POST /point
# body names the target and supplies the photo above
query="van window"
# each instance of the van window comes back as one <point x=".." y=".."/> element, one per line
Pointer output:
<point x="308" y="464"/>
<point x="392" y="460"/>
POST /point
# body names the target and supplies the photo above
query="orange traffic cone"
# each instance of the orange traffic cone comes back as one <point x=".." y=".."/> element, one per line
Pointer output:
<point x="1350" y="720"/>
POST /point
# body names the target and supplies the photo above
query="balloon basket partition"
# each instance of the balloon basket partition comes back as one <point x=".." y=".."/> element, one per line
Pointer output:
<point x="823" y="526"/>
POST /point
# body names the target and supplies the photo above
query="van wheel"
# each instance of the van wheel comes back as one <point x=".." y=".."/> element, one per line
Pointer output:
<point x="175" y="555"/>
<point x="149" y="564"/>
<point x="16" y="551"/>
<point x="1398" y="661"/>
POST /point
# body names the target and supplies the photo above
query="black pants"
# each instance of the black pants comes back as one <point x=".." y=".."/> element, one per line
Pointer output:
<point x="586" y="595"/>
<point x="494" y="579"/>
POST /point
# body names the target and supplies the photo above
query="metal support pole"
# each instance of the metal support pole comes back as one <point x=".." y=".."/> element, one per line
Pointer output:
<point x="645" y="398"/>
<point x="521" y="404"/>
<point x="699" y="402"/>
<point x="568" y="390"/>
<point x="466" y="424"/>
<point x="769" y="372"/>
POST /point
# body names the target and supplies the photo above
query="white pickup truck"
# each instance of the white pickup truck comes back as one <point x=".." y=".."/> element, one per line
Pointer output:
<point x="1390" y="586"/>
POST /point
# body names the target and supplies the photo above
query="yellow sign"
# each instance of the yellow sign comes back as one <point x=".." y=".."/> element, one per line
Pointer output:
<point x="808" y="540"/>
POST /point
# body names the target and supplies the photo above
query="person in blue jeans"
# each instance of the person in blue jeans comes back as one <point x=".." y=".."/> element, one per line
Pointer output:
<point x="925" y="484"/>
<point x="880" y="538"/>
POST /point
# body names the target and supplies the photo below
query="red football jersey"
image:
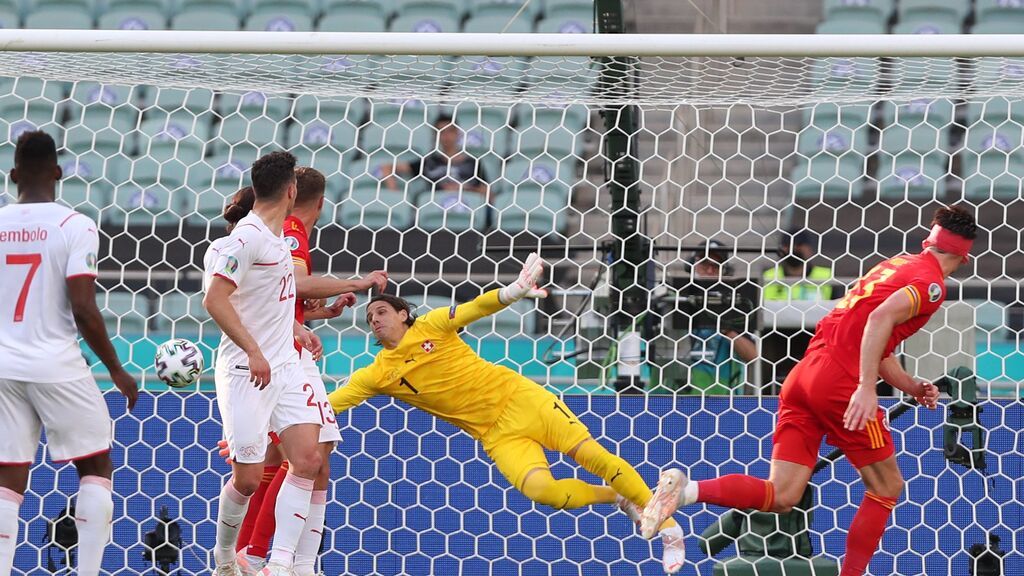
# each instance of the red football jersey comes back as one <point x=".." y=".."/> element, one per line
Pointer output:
<point x="298" y="243"/>
<point x="841" y="332"/>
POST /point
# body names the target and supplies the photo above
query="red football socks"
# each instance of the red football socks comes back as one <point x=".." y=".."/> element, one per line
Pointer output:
<point x="865" y="531"/>
<point x="737" y="491"/>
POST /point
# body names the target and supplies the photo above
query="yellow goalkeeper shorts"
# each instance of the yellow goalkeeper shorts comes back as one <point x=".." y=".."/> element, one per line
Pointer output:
<point x="532" y="419"/>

* Your instructions *
Go through the data above and transcribe it in full, omitting any image.

* Output of the exercise *
POST /point
# body names the target and supplies the photo above
query="van window"
# each instance of the van window comes back as one <point x=".." y=".."/> element, one per line
Pointer output:
<point x="308" y="464"/>
<point x="392" y="460"/>
POST /point
# body names the target and supplies the photo above
query="orange traffic cone"
# each instance of the orange traffic cone comes back as one <point x=".." y=".."/> element, one per line
Pointer output:
<point x="1350" y="720"/>
POST /point
# body names the target and supplies the photo above
query="balloon basket partition"
# each instance of the balloon basket partition comes back as one <point x=".." y=".."/> element, one per line
Pointer output:
<point x="823" y="526"/>
POST /point
# body names the target and supplies the photo above
query="van wheel"
# each instance of the van wheel comes back as one <point x=".." y=".."/> element, one per line
Pointer output:
<point x="175" y="555"/>
<point x="149" y="564"/>
<point x="16" y="551"/>
<point x="1398" y="661"/>
POST /point
# body names the target and supplies the photo above
query="black pants"
# each instance of the black pants comes back as one <point x=".." y=".."/> element, one per line
Pointer output:
<point x="586" y="595"/>
<point x="494" y="579"/>
POST /point
# body names the target and supplies the photo above
query="metal support pole"
# each instance of the metal support pole comes back as one <point x=".." y=".."/> element, one per line
Pointer output:
<point x="645" y="398"/>
<point x="521" y="404"/>
<point x="699" y="402"/>
<point x="568" y="390"/>
<point x="466" y="424"/>
<point x="769" y="372"/>
POST /point
# body names the target and supplies the photo above
query="white pickup truck"
# each instance of the white pickup truck comes back as one <point x=".." y=".."/> element, one per line
Pointer output:
<point x="1390" y="586"/>
POST /point
# body names the target and supplies the photo above
query="yellow sign"
# each instance of the yellow sign comes back as one <point x=".." y=".."/> element, one per line
Pointer output:
<point x="808" y="540"/>
POST /point
# body names the target and supplies the photo above
query="person in blue jeans"
# each instance of the person in blue jeans comes back as one <point x=".." y=".."/> element, one per line
Pointer output:
<point x="925" y="484"/>
<point x="880" y="538"/>
POST /point
# body names the target and supplies the photo below
query="red football jersey"
image:
# each instance of the red football jersey comes back as one <point x=".." y=".."/> element, one per line
Pointer output:
<point x="298" y="243"/>
<point x="841" y="332"/>
POST /point
# body names the target and supplies the photo above
query="red football socks"
# each instance of the red football socks comes back as one <point x=".." y=".."/> element, one per line
Pointer output:
<point x="865" y="531"/>
<point x="737" y="491"/>
POST /point
# body names the target and supplies the photo above
query="yellow goalkeeper shorts"
# each instance of the yellow goalkeeper shorts comes back as one <point x=".." y=".."/> element, one per line
Pointer output:
<point x="532" y="419"/>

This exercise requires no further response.